→ SHORT TASK
The records below must be retyped exactly.

→ EXCERPTED DATA

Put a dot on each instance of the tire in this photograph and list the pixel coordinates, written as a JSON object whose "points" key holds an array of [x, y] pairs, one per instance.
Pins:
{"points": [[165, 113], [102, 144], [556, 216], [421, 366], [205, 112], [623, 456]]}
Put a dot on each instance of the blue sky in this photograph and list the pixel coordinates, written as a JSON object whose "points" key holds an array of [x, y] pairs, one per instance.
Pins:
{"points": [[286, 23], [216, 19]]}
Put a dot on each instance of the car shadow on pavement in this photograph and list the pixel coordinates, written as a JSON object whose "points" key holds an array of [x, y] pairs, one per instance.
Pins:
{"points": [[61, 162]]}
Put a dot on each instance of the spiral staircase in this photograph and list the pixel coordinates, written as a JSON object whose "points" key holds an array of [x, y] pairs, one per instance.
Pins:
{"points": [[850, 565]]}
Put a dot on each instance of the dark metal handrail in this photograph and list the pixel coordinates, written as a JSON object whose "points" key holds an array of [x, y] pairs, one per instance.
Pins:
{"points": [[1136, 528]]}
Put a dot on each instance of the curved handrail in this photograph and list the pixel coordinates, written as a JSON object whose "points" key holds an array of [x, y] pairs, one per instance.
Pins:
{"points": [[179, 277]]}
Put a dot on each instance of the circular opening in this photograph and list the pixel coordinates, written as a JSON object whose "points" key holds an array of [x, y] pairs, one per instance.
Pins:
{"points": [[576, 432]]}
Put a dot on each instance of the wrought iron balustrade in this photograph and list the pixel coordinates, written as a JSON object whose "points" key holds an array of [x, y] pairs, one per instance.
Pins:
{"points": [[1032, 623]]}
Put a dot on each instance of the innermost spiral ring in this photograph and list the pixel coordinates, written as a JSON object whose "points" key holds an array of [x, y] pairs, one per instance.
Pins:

→ WRITTEN SOLUTION
Put a dot on each instance of the tire in this photograph and list the pixel coordinates, written as a JSON object whose "points" key holds an array of [x, y] pairs, one per instance.
Pins:
{"points": [[165, 113], [102, 144], [556, 216], [421, 366], [205, 112], [623, 456]]}
Put a dot on each instance of the blue sky in this photograph and list the pixel coordinates, written as a JSON object whose "points" key holds an array of [x, y] pairs, one per instance.
Pins:
{"points": [[286, 23], [216, 19]]}
Put a dot on each instance of the car shadow on pavement in this photograph and list the pixel coordinates, written as a JSON object whose "points" key holds an array of [x, y] pairs, one per instance.
Pins:
{"points": [[61, 162]]}
Put a dot on each instance of the spiral staircase in this photograph and list the pixel coordinates, written as a JSON object whose "points" key holds an array of [x, y] pairs, one per instance.
Pins:
{"points": [[850, 565]]}
Put a dot on each instance of the dark metal handrail in this photograph and list the pixel coordinates, written as a JSON object whose "points" key holds an array of [x, y] pairs, one per instance.
Pins:
{"points": [[1136, 528]]}
Put a dot on each instance of the curved handrail in this photograph and list the pixel coordinates, written as a JSON object whose "points" key holds an array of [x, y] pairs, one per instance.
Pins:
{"points": [[179, 277]]}
Put a dot on each instance of the circular opening in this photograph and list the pixel coordinates, written as a JSON object whose "points" key holds an array of [x, y] pairs, one per instance.
Pins:
{"points": [[576, 432]]}
Put a dot on each instance of the wrought iron balustrade in this photograph and list the pixel coordinates, written as a JSON object whose "points" key holds an array of [x, y] pairs, one per instance.
Pins:
{"points": [[1032, 623]]}
Put a dot on each instance of the innermost spiral ring in this photograph and list the pixel coordinates, written as a JSON object whose "points" key holds an array of [x, y] pairs, one per instance.
Pins:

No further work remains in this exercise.